## OBJECTIF 1
Comptez les lignes du listing qui contiennent le mot "jacket", en respectant la casse. Donnez seulement ce nombre.

#### EXTRAIT DU TEXTE ####

Alain Hajjaj, ancien chef de projet à La Verrière, est chargé des affaires sociales à Trappes (78)
Trente années passées dans les banlieues lui permettent d'en connaître l'évolution, de dresser un constat objectif de la situation actuelle et de proposer quelques pistes de travail.
Dans les banlieues :
- La concentration des populations difficiles continue de s'accélérer. Chaque année, des dizaines de familles qui ont un travail, des revenus partent. Les jeunes retraités repartent vers leurs lieux d'origine, souvent en province.
- La précarité du quotidien due au chômage, à l'augmentation du nombre des divorces, des ruptures familiales, s'installe.
- La crise de la citoyenneté : trouver des habitants acteurs, porteurs d'objectifs de transformation devient bien difficile. Leur première préoccupation va bien sûr à assurer le quotidien.
- Des pans entiers de la représentation de l'Etat soit disparaissent, soit ne rendent plus le service de qualité auquel ces populations ont droit. Les fonctionnaires sont confrontés à des difficultés permanentes. Certains sont fragilisés, d'autres partent.
- L'économie souterraine, pas toujours conforme aux lois républicaines, se développe. Dans deux, trois ans, l'argent qu'elle produit sera la première source de ´ richesse ª avant les prestations sociales et le travail.
- Le sentiment d'assignation à résidence domine. Dans les années 60, 70, elles étaient un lieu transitoire d'habitat. On y restait 5, 10 ans, le temps d'asseoir une situation sociale pour partir vers d'autres lieux. Il y avait le choix. Aujourd'hui ce n'est pas le cas. Dans ces conditions, comment demander aux gens de se sentir citoyens ?

#### DONNÉES DU LISTING ####

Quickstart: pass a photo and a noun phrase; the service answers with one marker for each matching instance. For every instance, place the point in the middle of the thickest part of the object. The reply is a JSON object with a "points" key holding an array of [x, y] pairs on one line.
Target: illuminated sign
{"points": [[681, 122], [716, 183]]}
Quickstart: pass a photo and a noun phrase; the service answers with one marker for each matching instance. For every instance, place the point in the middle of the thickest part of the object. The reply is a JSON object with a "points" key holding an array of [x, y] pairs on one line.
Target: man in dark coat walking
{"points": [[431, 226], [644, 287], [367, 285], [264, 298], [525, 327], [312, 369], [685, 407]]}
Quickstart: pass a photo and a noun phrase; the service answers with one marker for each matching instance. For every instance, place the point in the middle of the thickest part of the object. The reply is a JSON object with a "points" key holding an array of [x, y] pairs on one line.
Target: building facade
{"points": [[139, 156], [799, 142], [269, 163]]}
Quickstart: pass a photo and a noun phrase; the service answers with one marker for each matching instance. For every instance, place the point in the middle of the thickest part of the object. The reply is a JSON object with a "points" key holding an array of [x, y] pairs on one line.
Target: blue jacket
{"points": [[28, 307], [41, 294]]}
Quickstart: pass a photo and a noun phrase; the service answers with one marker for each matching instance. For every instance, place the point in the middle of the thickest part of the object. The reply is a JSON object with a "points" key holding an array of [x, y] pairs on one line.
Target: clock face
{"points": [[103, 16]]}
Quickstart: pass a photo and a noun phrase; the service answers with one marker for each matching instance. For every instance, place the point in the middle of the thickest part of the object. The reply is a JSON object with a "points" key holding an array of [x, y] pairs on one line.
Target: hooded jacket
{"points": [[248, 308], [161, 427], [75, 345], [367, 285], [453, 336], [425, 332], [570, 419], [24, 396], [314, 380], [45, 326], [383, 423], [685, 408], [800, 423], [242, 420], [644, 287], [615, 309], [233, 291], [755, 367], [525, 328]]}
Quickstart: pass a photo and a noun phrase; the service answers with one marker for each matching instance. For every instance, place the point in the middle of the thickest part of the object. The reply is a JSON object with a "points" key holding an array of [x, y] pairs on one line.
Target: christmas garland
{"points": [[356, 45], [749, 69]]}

####

## OBJECTIF 2
Mettez à jour le passage du texte sur les banlieues qui commence aux mots "Alain Hajjaj, ancien" et s'arrête après "souvent en province." : recopiez-le en remplaçant "banlieues" par "quartiers".

## RÉPONSE 1
2

## RÉPONSE 2
Alain Hajjaj, ancien chef de projet à La Verrière, est chargé des affaires sociales à Trappes (78)
Trente années passées dans les quartiers lui permettent d'en connaître l'évolution, de dresser un constat objectif de la situation actuelle et de proposer quelques pistes de travail.
Dans les quartiers :
- La concentration des populations difficiles continue de s'accélérer. Chaque année, des dizaines de familles qui ont un travail, des revenus partent. Les jeunes retraités repartent vers leurs lieux d'origine, souvent en province.